• _Task to carry out_
Turn every line of the records below into a numbered list, omitting the blank lines.

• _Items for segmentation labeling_
-*-*-
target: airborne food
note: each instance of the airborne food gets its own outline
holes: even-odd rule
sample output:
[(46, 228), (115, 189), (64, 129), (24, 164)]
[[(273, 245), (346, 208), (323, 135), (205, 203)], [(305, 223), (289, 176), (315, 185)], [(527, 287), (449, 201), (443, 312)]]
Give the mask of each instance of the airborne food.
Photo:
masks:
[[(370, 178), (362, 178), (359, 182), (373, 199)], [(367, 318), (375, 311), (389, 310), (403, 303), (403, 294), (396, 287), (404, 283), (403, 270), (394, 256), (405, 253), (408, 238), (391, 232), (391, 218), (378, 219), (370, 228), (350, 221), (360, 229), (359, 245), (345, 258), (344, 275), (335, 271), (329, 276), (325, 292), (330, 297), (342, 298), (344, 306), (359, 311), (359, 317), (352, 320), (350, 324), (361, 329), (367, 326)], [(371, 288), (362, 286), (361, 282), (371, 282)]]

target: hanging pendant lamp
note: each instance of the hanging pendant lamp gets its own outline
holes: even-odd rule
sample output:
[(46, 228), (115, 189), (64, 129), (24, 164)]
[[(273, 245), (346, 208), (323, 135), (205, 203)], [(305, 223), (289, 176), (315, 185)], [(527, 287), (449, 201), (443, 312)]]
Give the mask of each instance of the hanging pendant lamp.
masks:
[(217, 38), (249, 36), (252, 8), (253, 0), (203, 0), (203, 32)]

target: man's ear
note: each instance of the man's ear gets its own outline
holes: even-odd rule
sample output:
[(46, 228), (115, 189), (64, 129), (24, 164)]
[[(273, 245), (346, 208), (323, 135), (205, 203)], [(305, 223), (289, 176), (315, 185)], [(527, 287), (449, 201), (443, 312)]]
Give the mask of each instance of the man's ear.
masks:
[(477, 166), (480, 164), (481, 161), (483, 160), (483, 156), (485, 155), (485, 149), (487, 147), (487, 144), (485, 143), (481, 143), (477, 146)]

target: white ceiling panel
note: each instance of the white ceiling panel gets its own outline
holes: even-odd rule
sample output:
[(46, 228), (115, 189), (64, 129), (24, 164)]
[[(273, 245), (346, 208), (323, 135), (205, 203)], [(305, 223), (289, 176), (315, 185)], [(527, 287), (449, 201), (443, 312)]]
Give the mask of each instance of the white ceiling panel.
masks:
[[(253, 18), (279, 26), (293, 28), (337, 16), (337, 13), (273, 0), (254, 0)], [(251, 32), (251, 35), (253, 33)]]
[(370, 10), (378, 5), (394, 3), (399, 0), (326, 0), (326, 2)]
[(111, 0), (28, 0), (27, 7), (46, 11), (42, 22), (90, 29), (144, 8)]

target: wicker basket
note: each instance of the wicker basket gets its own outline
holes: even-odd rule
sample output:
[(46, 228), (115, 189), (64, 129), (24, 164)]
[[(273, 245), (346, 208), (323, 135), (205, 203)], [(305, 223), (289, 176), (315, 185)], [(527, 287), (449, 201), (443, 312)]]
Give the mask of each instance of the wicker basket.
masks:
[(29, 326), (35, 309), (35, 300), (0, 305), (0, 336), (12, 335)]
-*-*-
• _Task output_
1. target: airborne food
2. note: each instance of the airborne food gets its own outline
3. holes: even-odd rule
4. sample output:
5. [(46, 228), (115, 189), (64, 129), (24, 164)]
6. [[(273, 245), (346, 208), (323, 135), (205, 203)], [(305, 223), (289, 176), (315, 185)], [(527, 287), (449, 201), (443, 312)]]
7. Give the mask of each instance of the airborne food.
8. Photo:
9. masks:
10. [[(370, 178), (362, 178), (359, 182), (373, 199)], [(367, 318), (375, 311), (389, 310), (403, 303), (403, 294), (396, 287), (404, 283), (403, 270), (394, 256), (405, 253), (408, 238), (391, 232), (391, 218), (378, 219), (370, 228), (350, 221), (360, 229), (359, 245), (345, 258), (344, 275), (335, 271), (329, 276), (325, 292), (330, 297), (342, 298), (344, 306), (359, 311), (359, 317), (352, 320), (350, 324), (361, 329), (367, 326)], [(371, 288), (362, 286), (361, 282), (371, 282)]]
11. target: hanging pendant lamp
12. note: each instance of the hanging pendant lamp gets its own outline
13. holes: even-odd rule
14. sample output:
15. [(46, 228), (115, 189), (64, 129), (24, 164)]
16. [[(273, 245), (346, 208), (323, 135), (205, 203)], [(305, 223), (289, 176), (315, 185)], [(527, 287), (449, 201), (443, 312)]]
17. Give the mask of each instance of the hanging pendant lamp.
18. masks:
19. [(217, 38), (249, 36), (252, 8), (253, 0), (203, 0), (203, 32)]
20. target: man's ear
21. note: each instance of the man's ear gets its own outline
22. holes: even-odd rule
23. sample output:
24. [(46, 228), (115, 189), (64, 129), (24, 164)]
25. [[(273, 245), (346, 208), (323, 135), (205, 203)], [(305, 223), (289, 176), (315, 185)], [(527, 287), (449, 201), (443, 312)]]
26. Give the mask of each instance of the man's ear.
27. masks:
28. [(477, 166), (480, 164), (481, 161), (483, 160), (483, 156), (485, 155), (485, 149), (487, 147), (487, 144), (485, 143), (481, 143), (477, 146)]
29. target: white ceiling panel
30. note: each instance of the white ceiling panel gets its own outline
31. holes: even-odd rule
32. sample output:
33. [(46, 228), (115, 189), (64, 129), (24, 164)]
34. [[(273, 245), (346, 208), (323, 135), (205, 203)], [(305, 223), (289, 176), (315, 185)], [(527, 287), (449, 201), (443, 312)]]
35. Give the mask of each instance of the white ceiling panel.
36. masks:
37. [[(253, 18), (279, 26), (293, 28), (337, 16), (337, 13), (273, 0), (254, 0)], [(251, 32), (251, 35), (253, 33)]]
38. [(370, 10), (378, 5), (394, 3), (399, 0), (326, 0), (326, 2)]
39. [(111, 0), (28, 0), (27, 7), (46, 11), (42, 22), (90, 29), (144, 8)]
40. target: wicker basket
41. note: each instance of the wicker basket gets its own outline
42. holes: even-odd rule
43. sample output:
44. [(46, 228), (115, 189), (64, 129), (24, 164)]
45. [[(273, 245), (346, 208), (323, 135), (205, 203)], [(305, 223), (289, 176), (315, 185)], [(527, 287), (449, 201), (443, 312)]]
46. Give the mask of each instance of the wicker basket.
47. masks:
48. [(29, 326), (35, 309), (35, 300), (0, 305), (0, 336), (12, 335)]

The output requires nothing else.